[Passage]
◇ ◇ ◇

There is nothing that infuriates me more than somebody roughing in a group of wall mount stools with the clean out on the end turned out at the same level as the carrier. One it is imposable to catch the fluid and two it is infuriating trying to use the clean out between the stool and the wall.


----------



## plumberN8 (Apr 19, 2015)

wyrickmech said:


> There is nothing that infuriates me more than somebody roughing in a group of wall mount stools with the clean out on the end turned out at the same level as the carrier. One it is imposable to catch the fluid and two it is infuriating trying to use the clean out between the stool and the wall.


Just let the chase wall catch the excess wastewater, the cleanout is usually roughed in too far back, and not supported


----------



## plumberN8 (Apr 19, 2015)

Just use silicone caulk of the right color to get that pesky c/o cover to stick once you lose the skrew


----------



## plumber tom (Aug 10, 2014)

I guess this makes me a "bad plumber", for putting my urinal cleanouts above flood level rim... :jester:


----------



## Redwood (Sep 8, 2008)

I prefer the plug facing the outside wall...
Especially when installed high under a sink or, behind a toilet tank...:thumbup:
36-60" above the floor is really cool too, so you can have a lot of cable out of your machine to control between the machine and the cleanout...


----------



## wyrickmech (Mar 16, 2013)

I done a clinic one time that the clean outs were turned to the exterior of the building on all exam room sinks. This way you could clean the branch and main and never enter the building. Not practical on all buildings but a Koop idea.


----------



## Plumbus (Aug 4, 2008)

We try to place our CO's outside whenever possible. We even bring basement CO's up to grade outside if there is no appropriate place to put one down below.


----------



## Mykeeb33 (Mar 6, 2015)

wyrickmech said:


> There is nothing that infuriates me more than somebody roughing in a group of wall mount stools with the clean out on the end turned out at the same level as the carrier. One it is imposable to catch the fluid and two it is infuriating trying to use the clean out between the stool and the wall.


I like the end, preferably in a HC stall, but I swing up with an 1/8 bend to get it above the flood level of the WC's.


----------



## wyrickmech (Mar 16, 2013)

Mykeeb33 said:


> I like the end, preferably in a HC stall, but I swing up with an 1/8 bend to get it above the flood level of the WC's.


that is exactly what I do. I had the pleasure of following a guy on a job where he had turned everything out with a 90 on the carrier. I stopped production until all bathrooms were fixed. The only thing better was the plumber was still on the job. The look on his face when he realized how he had made a grave mistake was priceless.

◇ ◇ ◇

Dataset entries:
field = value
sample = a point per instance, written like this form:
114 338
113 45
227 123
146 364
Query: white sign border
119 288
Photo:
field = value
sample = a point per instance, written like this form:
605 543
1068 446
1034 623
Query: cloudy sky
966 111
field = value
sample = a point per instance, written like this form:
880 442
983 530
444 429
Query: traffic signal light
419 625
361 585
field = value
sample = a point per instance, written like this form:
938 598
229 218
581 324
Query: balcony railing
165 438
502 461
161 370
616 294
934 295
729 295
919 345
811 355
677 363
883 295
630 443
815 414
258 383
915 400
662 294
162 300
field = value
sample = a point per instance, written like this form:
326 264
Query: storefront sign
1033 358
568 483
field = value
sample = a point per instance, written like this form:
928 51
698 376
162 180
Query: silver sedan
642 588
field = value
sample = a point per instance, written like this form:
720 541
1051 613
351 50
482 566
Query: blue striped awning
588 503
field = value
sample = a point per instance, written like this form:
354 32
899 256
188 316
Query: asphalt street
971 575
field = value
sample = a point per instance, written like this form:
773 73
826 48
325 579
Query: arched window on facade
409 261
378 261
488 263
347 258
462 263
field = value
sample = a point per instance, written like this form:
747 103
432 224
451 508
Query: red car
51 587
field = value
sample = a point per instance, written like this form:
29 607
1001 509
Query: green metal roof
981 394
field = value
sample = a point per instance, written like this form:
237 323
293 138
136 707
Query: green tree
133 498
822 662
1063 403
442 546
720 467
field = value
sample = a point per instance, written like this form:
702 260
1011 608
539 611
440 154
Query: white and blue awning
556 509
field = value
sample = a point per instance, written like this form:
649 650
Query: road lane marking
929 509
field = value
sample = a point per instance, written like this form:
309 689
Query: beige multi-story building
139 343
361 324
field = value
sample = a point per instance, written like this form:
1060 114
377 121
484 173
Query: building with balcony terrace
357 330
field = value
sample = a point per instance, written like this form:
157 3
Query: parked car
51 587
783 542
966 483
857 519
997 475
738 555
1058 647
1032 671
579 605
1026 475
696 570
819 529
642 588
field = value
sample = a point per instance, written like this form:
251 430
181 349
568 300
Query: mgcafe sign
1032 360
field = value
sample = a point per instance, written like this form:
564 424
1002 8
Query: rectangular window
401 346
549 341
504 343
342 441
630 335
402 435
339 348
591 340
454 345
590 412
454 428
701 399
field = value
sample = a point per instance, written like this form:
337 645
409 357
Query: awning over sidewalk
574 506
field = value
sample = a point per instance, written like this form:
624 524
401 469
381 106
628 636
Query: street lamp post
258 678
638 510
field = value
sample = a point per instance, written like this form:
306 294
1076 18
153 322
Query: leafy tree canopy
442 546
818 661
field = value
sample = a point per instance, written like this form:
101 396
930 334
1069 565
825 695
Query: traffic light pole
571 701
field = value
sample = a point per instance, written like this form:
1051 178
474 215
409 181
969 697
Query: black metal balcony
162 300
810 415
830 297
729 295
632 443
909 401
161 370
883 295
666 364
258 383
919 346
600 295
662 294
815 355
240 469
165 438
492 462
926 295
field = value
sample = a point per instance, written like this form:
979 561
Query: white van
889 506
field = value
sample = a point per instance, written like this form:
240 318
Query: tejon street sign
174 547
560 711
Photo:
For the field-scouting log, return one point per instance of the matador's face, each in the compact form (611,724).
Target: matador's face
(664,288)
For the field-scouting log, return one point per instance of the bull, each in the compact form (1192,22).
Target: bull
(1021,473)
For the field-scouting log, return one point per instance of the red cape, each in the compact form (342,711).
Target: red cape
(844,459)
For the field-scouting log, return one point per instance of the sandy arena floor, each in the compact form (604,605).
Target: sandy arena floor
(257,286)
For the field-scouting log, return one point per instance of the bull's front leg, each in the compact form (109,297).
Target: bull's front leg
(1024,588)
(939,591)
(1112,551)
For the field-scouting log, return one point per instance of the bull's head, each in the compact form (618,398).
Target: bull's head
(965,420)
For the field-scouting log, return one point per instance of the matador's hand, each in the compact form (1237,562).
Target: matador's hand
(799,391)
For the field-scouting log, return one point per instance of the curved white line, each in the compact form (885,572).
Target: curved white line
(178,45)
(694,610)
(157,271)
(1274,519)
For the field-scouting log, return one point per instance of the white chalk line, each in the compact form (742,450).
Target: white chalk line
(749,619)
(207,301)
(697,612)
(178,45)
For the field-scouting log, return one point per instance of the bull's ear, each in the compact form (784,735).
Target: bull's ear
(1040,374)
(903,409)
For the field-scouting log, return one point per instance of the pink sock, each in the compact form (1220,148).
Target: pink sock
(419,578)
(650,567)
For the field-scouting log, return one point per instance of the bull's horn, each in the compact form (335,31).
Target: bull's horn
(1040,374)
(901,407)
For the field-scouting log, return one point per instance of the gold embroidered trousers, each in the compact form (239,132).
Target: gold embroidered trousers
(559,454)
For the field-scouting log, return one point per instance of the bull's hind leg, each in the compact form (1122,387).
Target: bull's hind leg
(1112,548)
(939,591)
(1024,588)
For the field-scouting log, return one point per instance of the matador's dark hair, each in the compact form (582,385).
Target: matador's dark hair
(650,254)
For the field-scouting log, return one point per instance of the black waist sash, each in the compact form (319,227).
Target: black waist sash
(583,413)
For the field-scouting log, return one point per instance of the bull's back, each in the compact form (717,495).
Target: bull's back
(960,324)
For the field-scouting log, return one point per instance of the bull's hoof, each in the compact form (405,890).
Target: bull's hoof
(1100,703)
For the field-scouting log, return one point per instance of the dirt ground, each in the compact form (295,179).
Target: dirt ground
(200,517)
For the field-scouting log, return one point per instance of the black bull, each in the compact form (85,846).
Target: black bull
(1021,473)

◇ ◇ ◇

Write what comes next in the forum thread about where to put cleanouts, picking up after its last post. You don't need the lines to do this.

----------



## plumberN8 (Apr 19, 2015)

wyrickmech said:


> that is exactly what I do. I had the pleasure of following a guy on a job where he had turned everything out with a 90 on the carrier. I stopped production until all bathrooms were fixed. The only thing better was the plumber was still on the job. The look on his face when he realized how he had made a grave mistake was priceless.


Why not confront the plumber before you call to bother the boss? Not everyone knows the repercussions of their installation, people in the field will have more respect for you if you don't step on their backs while climbing your way out of the mud. Lead by example and they might call you out on your BS,too everyone f**** s*** up, I WANNA know when I mess up, I AM proud, I fix my leaks, I fix others leaks, I have a level a tape measure and channel locks on me at ALL times...


----------



## wyrickmech (Mar 16, 2013)

plumberN8 said:


> Why not confront the plumber before you call to bother the boss? Not everyone knows the repercussions of their installation, people in the field will have more respect for you if you don't step on their backs while climbing your way out of the mud. Lead by example and they might call you out on your BS,too everyone f**** s*** up, I WANNA know when I mess up, I AM proud, I fix my leaks, I fix others leaks, I have a level a tape measure and channel locks on me at ALL times...



Never called the boss because I was the boss. He learned a lesson and now is a better plumber for it. It is good to see you like taking blame where it is deserved but on a big crew or little one there is no time to find out who soldered a fitting or glued a joint. The word team means everybody gets the glory for a good job or the blame for a crappy one.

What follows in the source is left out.